[START OF EXTRACTED DATA]
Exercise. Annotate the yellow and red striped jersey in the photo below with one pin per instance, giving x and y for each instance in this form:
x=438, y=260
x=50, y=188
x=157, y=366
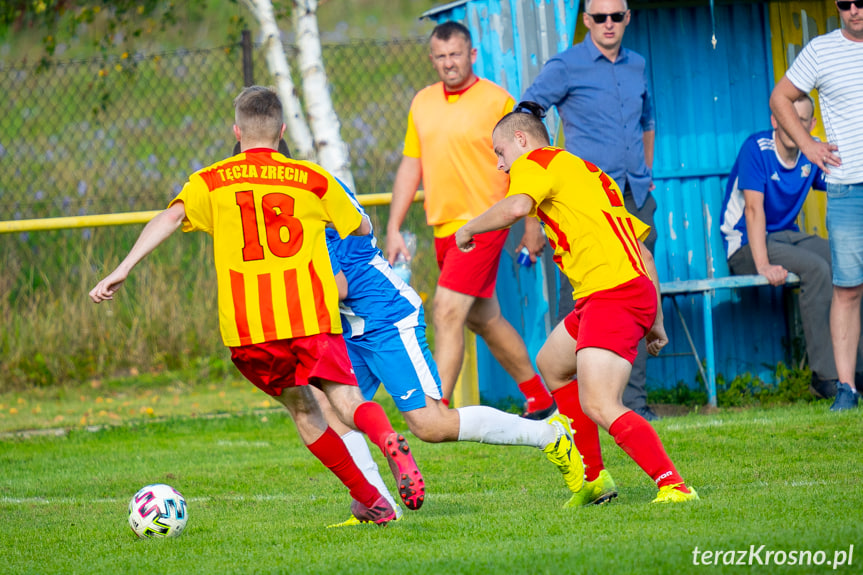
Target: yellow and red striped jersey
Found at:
x=267, y=215
x=451, y=135
x=595, y=239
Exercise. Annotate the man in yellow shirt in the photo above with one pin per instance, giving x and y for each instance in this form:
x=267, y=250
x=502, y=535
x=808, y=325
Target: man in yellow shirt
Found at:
x=598, y=246
x=278, y=299
x=448, y=149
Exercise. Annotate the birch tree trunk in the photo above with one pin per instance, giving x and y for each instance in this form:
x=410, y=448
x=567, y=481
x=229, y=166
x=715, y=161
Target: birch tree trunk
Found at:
x=331, y=149
x=302, y=144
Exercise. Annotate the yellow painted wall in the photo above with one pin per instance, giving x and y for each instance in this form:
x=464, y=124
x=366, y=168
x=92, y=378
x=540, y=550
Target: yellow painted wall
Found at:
x=792, y=25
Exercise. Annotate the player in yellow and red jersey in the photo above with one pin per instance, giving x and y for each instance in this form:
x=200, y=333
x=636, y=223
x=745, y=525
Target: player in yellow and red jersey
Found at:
x=598, y=245
x=278, y=300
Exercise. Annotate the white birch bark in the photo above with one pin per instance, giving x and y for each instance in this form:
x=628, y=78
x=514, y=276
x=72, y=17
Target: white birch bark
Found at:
x=331, y=149
x=302, y=145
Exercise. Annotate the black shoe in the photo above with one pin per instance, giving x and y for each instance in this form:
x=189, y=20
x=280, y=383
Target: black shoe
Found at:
x=823, y=388
x=541, y=414
x=647, y=413
x=846, y=398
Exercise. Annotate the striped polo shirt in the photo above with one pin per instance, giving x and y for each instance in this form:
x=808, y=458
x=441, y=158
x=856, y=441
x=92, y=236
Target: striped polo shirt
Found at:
x=833, y=65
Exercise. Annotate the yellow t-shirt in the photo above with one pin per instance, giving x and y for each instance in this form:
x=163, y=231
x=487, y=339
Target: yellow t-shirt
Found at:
x=267, y=216
x=595, y=239
x=451, y=135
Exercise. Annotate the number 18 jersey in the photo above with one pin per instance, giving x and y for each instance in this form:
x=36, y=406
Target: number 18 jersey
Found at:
x=595, y=239
x=267, y=215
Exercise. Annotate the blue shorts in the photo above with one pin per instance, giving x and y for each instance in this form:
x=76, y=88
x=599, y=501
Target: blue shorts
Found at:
x=844, y=228
x=398, y=357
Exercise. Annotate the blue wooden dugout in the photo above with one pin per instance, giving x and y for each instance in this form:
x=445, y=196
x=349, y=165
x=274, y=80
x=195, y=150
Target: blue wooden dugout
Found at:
x=707, y=100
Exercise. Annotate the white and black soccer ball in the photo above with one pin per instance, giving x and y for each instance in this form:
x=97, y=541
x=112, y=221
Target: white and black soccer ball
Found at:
x=158, y=511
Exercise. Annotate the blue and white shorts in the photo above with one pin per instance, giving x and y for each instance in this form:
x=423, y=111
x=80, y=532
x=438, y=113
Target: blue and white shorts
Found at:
x=398, y=357
x=845, y=231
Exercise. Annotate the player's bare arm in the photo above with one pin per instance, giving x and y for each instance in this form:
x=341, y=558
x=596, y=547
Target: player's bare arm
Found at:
x=534, y=239
x=408, y=178
x=656, y=338
x=154, y=233
x=782, y=105
x=501, y=215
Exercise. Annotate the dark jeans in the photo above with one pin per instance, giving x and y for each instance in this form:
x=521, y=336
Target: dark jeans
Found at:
x=809, y=257
x=635, y=394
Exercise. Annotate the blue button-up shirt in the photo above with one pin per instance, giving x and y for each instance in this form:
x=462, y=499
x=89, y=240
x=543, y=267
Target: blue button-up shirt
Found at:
x=605, y=107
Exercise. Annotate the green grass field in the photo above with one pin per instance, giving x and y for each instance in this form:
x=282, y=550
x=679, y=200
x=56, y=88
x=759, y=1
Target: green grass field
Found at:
x=788, y=478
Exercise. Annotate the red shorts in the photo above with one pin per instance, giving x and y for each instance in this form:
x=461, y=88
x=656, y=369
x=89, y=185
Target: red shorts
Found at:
x=615, y=319
x=274, y=365
x=475, y=272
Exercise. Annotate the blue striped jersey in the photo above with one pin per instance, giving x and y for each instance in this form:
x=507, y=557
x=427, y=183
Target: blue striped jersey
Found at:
x=377, y=297
x=758, y=168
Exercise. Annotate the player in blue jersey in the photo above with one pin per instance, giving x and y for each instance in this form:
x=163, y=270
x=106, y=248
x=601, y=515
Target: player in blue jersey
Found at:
x=766, y=190
x=384, y=328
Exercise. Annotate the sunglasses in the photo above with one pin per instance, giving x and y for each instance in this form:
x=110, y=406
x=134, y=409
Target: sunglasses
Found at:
x=619, y=16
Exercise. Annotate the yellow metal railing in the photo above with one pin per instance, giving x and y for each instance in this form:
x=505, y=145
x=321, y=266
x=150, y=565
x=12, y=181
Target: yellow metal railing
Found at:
x=71, y=222
x=466, y=391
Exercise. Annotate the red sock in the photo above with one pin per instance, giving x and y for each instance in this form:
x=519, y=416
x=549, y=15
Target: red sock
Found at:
x=371, y=419
x=536, y=393
x=639, y=440
x=585, y=432
x=331, y=451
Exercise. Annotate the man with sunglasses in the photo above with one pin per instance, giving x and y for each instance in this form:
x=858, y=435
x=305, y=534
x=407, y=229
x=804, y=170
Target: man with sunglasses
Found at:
x=601, y=93
x=833, y=64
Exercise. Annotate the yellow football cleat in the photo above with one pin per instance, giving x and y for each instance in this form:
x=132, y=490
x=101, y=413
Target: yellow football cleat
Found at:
x=668, y=494
x=352, y=520
x=600, y=490
x=564, y=454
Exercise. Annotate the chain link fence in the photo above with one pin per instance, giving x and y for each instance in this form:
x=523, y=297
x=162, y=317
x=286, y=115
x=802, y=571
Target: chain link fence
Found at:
x=110, y=136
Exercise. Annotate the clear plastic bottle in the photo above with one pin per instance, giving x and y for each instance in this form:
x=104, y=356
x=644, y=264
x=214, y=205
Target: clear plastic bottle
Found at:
x=402, y=265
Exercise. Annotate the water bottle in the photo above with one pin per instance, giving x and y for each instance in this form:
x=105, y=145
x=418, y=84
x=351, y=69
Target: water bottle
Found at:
x=524, y=257
x=402, y=265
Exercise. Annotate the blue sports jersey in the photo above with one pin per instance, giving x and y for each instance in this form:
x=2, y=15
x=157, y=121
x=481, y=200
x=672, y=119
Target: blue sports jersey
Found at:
x=377, y=297
x=758, y=168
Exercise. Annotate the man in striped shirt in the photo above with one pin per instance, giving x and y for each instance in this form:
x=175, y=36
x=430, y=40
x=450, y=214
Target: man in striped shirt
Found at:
x=833, y=64
x=278, y=299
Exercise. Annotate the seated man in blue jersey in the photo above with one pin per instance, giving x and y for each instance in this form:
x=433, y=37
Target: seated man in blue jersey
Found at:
x=384, y=329
x=766, y=190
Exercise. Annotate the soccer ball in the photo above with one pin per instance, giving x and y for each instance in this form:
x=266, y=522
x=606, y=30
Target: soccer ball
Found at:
x=158, y=511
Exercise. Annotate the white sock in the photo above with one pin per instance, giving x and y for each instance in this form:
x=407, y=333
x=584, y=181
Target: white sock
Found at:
x=485, y=424
x=359, y=450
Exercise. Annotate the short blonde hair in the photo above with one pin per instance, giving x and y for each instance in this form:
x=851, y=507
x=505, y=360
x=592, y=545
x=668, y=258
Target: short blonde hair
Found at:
x=258, y=113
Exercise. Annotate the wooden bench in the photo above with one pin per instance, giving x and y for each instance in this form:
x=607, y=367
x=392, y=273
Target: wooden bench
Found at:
x=707, y=287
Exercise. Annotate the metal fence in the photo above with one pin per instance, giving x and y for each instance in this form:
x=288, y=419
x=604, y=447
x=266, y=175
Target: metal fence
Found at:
x=108, y=136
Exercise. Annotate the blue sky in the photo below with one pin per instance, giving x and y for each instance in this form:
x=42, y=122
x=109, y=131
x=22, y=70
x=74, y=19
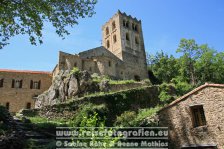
[END OF EXTRACTED DATA]
■ WHAT THIS TASK INVOLVES:
Render the records above as a Markdown table with the columns No. and Text, one numbered row per line, starting with the first line of the records and going on through the line with "x=302, y=144". Skip blank lines and leave the pictures out.

■ SOLUTION BELOW:
| No. | Text |
|---|---|
| 1 | Exercise. Annotate the yellow and red striped jersey in the photo below with one pin per instance, giving x and y for each instance in this form: |
| 2 | x=438, y=260 |
| 3 | x=50, y=188 |
| 4 | x=157, y=366 |
| 5 | Target: yellow and red striped jersey |
| 6 | Found at: |
| 7 | x=267, y=215 |
| 8 | x=451, y=135 |
| 9 | x=595, y=239 |
| 10 | Exercise. Annotate the man in yellow shirt in the photo above with one pin per instance, giving x and y for each instance in this form: |
| 11 | x=267, y=250 |
| 12 | x=502, y=535 |
| 13 | x=808, y=325 |
| 14 | Target: man in yellow shirt |
| 15 | Found at: |
| 16 | x=598, y=246 |
| 17 | x=278, y=299 |
| 18 | x=448, y=149 |
| 19 | Exercise. Annotate the birch tree trunk in the photo above with one pin per instance, giving x and y for each instance in this form: |
| 20 | x=410, y=448 |
| 21 | x=567, y=481 |
| 22 | x=229, y=166 |
| 23 | x=715, y=161 |
| 24 | Target: birch tree trunk |
| 25 | Found at: |
| 26 | x=331, y=149 |
| 27 | x=302, y=144 |